Here are my 2 sats:

Trusted

The issue here is how to quantify how much a user is trusted. You're now talking about a large effort of essentially human involvement or some algorithm that's ripe to be gamed.
Further, it sounds like this is pretty divorced from any Lightning/Bitcoin model of incentives.
This quickly descends into moderators etc. which is something I've been advocating for a while, at least in some weak form, and have received significant pushback on.

Trustless

I don't quite understand what you're proposing. Multiple people can stake the post and then receive back their sats? Is upvoting staking? How is upvoting different from staking? Or can you now have another option to 'stake' the post to bolster the post and then maybe get back sats depending on its upvotes?

Here's an off the cuff proposal:
Have upvoting be variable for each person, depending on how many posts they've like before.
For example, say I upvote a post by @koob (for 1 sat), now, the next time I upvote a post made by @koob, it will automatically give 2 sats, 3 sats for the subsequent one, etc.
This facility is automatically run in the background, can be changed by the user to either be turned off on an individual basis, on a global basis or otherwise be tweaked by the individual.
The idea is that this "builds in" a trust model, where people who submit quality content are then automatically given more "power/trust" to submit other content. Bots and the like that submit crap content might get some traction but not enough to overpower the trusted folks.
The ramp up might not need to be linear and one could imagine something like a logarithmic ramp up, with clear communication at each 'jump' in sat expenditure.
One could even imagine a 'trusted' user (ranked by the 'average' sat upvote they would receive for a post, say) having a higher default for upvotes as well.
These are all just "default" policies of the site that could be overridden and are only meant to guide "good" behavior. Anyone could dump a lot of sats into their account and then tweak their own default upvotes to mimic the same behavior.

*Set of tasks:*
1) In the post about trust and upvoting with sats, how many sats would the writer's second upvote of a post by @koob automatically give?
2) Pick up the post about sat-based upvoting and trust where it ends, and carry it forward.

*Dataset extract:*
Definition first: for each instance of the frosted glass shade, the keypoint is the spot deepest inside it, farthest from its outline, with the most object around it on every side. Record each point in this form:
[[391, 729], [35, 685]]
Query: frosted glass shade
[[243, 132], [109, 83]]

*Task-by-task results:*
1) 2 sats

2)
I just want to remind you again that the point is not to eliminate spam, it's to make sure it's mitigated against and that any effort by spammers to abuse the system will make them pay.
One way to look at it is to try and fix arbitrage situations. If there's an avenue that spammers think will make them more money by some small expenditure of sats, then that's an arbitrage opportunity for them. The way to fix this from an economics perspective is to close that arbitrage opportunity so that any outlay of cash will not be recovered from the effort.
How are you noticing unwanted posts? What do they get out of it? My feeling is that an economic foil has to depend on the type of attack.
The issue here is how to quantify how much a user is trusted. You're now talking about a large effort of essentially human involvement or some algorithm that's ripe to be gamed.
Trust will always be violated or gamed on long time scales. I'd never argue we'll be able to create a perfect trusted system (Bitcoiners know this better than anyone). WoT might however provide a better, less gameable model than alternative trust models. Also, such a model would allow users to have their own WoT (where they are the source node of the graph) so that their feed is no longer a commons.
Multiple people can stake the post and then receive back their sats? Is upvoting staking? How is upvoting different from staking?
Upvoting and staking would become the same thing. Every sat put into a post would go into a pot with the sats from other posts, then get distributed to all stakers at some interval depending on how well the posts do.
How are you noticing unwanted posts? What do they get out of it? They are low quality, promoting something, or are off topic. They get the attention of users.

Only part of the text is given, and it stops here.